▶ DO THIS: Write out the lines of the material below exactly as they appear.

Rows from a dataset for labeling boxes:

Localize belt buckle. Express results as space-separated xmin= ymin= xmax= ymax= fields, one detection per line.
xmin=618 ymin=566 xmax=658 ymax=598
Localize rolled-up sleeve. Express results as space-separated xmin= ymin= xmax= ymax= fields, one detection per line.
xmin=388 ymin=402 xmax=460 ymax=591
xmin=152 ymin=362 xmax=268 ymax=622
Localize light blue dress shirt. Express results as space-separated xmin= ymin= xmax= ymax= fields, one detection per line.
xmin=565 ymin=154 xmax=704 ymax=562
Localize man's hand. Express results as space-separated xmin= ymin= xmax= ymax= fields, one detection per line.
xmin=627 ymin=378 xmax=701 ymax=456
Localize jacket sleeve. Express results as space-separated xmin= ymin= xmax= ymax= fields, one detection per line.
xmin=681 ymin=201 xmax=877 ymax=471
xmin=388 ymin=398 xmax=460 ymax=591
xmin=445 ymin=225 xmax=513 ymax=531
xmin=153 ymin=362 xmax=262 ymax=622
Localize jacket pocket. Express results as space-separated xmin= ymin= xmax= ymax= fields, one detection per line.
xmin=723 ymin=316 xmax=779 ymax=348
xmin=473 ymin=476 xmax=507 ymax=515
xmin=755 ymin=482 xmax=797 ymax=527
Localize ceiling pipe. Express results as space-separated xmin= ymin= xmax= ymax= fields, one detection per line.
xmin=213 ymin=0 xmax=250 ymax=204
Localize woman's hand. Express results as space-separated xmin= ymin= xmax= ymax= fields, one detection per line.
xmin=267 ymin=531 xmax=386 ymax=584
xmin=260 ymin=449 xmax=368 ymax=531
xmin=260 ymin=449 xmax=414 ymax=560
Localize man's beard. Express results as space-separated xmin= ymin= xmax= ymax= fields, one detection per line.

▶ REPLY:
Localize belt buckle. Express results as space-separated xmin= ymin= xmax= ymax= fields, one detection per line.
xmin=618 ymin=566 xmax=658 ymax=598
Localize rolled-up sleeve. Express results as space-separated xmin= ymin= xmax= ymax= fields, one detection per line.
xmin=388 ymin=402 xmax=460 ymax=591
xmin=152 ymin=362 xmax=268 ymax=622
Localize light blue dress shirt. Express results as space-separated xmin= ymin= xmax= ymax= fields, one detection per line.
xmin=565 ymin=154 xmax=704 ymax=562
Localize man's hand. Express results as space-separated xmin= ymin= xmax= ymax= fields, one detection per line.
xmin=627 ymin=378 xmax=701 ymax=456
Localize jacket sleeve. Express results as space-separated xmin= ymin= xmax= ymax= fields, one detection per line.
xmin=681 ymin=201 xmax=877 ymax=471
xmin=388 ymin=398 xmax=460 ymax=591
xmin=445 ymin=225 xmax=513 ymax=531
xmin=153 ymin=362 xmax=262 ymax=622
Localize jacket pocket. Express results as space-separated xmin= ymin= xmax= ymax= fields, one detection per line.
xmin=723 ymin=316 xmax=779 ymax=348
xmin=473 ymin=476 xmax=507 ymax=515
xmin=755 ymin=482 xmax=797 ymax=527
Localize ceiling pipe. Express results as space-separated xmin= ymin= xmax= ymax= fields, one detection per line.
xmin=213 ymin=0 xmax=250 ymax=204
Localize woman's hand. Express results as space-separated xmin= ymin= xmax= ymax= fields, one detection per line.
xmin=267 ymin=531 xmax=386 ymax=584
xmin=260 ymin=449 xmax=368 ymax=531
xmin=260 ymin=449 xmax=414 ymax=560
Localize man's beard. Express results as space-separated xmin= ymin= xmax= ymax= fields, one detection per line.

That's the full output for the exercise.